## What you are asked to do
Select every line of the records that contains the string "leaf", and copy each of those lines.

--- Dataset entries ---

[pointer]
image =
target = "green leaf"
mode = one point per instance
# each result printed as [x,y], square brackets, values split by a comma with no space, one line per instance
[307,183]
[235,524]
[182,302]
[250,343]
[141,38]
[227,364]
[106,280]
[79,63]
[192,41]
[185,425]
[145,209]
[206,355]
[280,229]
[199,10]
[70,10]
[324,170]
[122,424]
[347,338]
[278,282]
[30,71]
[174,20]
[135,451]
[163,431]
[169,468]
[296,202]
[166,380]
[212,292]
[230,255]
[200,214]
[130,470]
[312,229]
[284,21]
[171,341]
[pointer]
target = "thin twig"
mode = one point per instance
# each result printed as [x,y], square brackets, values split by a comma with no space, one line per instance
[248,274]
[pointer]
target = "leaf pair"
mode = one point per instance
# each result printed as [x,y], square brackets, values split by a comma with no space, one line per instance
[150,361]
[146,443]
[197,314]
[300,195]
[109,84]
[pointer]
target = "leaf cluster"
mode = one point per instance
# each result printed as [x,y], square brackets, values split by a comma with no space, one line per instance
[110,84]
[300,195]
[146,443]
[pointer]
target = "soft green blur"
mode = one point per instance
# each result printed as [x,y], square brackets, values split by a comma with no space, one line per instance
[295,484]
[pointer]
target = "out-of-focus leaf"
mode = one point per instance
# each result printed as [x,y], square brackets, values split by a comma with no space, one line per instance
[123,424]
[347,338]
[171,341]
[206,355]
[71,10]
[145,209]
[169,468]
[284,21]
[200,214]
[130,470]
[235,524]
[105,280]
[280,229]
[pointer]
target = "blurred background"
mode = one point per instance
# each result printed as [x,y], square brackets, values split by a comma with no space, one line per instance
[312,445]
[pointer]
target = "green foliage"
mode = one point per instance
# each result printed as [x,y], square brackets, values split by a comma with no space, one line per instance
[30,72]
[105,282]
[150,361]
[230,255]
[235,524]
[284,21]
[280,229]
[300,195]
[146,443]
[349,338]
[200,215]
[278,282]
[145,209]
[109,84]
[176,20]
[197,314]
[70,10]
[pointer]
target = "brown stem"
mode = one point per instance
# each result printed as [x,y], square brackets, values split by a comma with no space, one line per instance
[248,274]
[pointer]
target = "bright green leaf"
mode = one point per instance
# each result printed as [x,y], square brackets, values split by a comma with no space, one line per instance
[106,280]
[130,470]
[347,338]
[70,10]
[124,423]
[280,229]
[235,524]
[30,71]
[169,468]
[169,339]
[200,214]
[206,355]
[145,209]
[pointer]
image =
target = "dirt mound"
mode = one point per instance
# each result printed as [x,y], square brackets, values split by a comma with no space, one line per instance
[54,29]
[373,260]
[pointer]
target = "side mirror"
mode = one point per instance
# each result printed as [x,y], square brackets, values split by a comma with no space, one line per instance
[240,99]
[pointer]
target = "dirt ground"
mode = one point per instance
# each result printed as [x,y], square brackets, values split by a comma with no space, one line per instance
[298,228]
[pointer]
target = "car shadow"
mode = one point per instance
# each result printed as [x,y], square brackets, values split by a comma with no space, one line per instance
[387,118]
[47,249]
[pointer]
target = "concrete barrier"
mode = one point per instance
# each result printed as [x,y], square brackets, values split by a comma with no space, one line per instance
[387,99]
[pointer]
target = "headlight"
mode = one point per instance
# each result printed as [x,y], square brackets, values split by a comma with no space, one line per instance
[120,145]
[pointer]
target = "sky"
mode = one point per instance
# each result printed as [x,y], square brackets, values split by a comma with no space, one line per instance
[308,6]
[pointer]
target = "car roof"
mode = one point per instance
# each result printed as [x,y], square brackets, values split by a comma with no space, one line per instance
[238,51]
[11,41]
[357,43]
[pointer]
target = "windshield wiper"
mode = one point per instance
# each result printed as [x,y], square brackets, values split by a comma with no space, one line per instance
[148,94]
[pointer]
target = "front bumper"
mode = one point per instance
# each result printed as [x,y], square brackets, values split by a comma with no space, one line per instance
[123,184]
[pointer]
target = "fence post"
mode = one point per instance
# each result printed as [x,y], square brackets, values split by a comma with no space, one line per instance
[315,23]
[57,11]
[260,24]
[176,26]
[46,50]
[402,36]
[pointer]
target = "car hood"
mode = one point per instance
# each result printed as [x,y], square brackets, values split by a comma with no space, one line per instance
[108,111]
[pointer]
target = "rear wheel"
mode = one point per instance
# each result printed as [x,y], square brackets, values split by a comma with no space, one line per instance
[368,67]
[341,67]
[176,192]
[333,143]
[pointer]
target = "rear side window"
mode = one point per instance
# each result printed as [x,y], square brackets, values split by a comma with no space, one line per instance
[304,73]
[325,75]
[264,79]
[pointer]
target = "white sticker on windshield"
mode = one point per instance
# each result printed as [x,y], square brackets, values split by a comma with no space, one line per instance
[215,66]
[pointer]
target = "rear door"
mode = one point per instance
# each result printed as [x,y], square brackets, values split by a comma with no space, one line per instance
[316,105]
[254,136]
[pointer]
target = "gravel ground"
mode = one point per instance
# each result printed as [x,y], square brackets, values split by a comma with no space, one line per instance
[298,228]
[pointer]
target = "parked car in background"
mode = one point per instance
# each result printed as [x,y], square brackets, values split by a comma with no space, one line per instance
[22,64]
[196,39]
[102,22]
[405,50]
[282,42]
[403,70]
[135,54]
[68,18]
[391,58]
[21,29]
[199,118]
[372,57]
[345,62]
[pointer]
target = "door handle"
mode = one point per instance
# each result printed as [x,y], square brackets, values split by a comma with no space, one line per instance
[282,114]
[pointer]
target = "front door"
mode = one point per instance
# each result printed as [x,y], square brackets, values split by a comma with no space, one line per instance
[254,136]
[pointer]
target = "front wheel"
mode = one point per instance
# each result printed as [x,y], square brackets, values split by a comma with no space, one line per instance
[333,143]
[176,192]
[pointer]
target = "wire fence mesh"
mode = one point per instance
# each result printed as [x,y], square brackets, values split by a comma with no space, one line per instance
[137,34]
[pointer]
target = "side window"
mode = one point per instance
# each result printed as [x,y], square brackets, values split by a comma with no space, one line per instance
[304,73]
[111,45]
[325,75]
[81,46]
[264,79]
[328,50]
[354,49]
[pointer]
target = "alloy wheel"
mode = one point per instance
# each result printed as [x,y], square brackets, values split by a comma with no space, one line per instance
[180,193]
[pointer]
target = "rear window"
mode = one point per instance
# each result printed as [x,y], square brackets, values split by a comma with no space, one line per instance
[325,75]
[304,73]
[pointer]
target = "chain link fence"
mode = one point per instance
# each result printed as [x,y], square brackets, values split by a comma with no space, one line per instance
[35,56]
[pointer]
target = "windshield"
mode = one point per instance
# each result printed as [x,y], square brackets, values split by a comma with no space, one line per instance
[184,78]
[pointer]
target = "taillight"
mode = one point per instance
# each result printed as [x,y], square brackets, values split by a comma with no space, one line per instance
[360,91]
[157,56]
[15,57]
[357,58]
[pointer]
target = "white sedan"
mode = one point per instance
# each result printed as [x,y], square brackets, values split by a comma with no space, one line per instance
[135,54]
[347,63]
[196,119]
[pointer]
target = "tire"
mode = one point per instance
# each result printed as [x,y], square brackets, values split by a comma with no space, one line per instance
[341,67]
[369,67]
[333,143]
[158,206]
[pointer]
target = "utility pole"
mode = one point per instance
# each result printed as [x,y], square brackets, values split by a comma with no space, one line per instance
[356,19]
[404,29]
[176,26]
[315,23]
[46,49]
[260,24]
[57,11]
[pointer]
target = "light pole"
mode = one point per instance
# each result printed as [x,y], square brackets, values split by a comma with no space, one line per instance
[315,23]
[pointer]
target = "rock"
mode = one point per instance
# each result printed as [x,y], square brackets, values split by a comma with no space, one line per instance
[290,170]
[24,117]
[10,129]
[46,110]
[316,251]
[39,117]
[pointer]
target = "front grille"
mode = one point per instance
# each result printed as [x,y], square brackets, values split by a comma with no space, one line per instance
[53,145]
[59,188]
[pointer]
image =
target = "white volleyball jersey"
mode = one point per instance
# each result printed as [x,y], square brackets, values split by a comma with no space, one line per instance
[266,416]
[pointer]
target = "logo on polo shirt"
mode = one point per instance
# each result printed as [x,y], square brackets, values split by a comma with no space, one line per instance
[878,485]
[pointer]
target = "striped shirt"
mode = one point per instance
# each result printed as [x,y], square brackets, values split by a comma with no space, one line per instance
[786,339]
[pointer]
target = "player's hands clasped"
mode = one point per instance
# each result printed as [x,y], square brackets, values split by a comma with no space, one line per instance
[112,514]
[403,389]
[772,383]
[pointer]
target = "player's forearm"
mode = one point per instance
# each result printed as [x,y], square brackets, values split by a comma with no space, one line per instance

---

## Solution
target = "green leaf"
target = "leaf pair"
target = "leaf cluster"
target = "out-of-focus leaf"
target = "bright green leaf"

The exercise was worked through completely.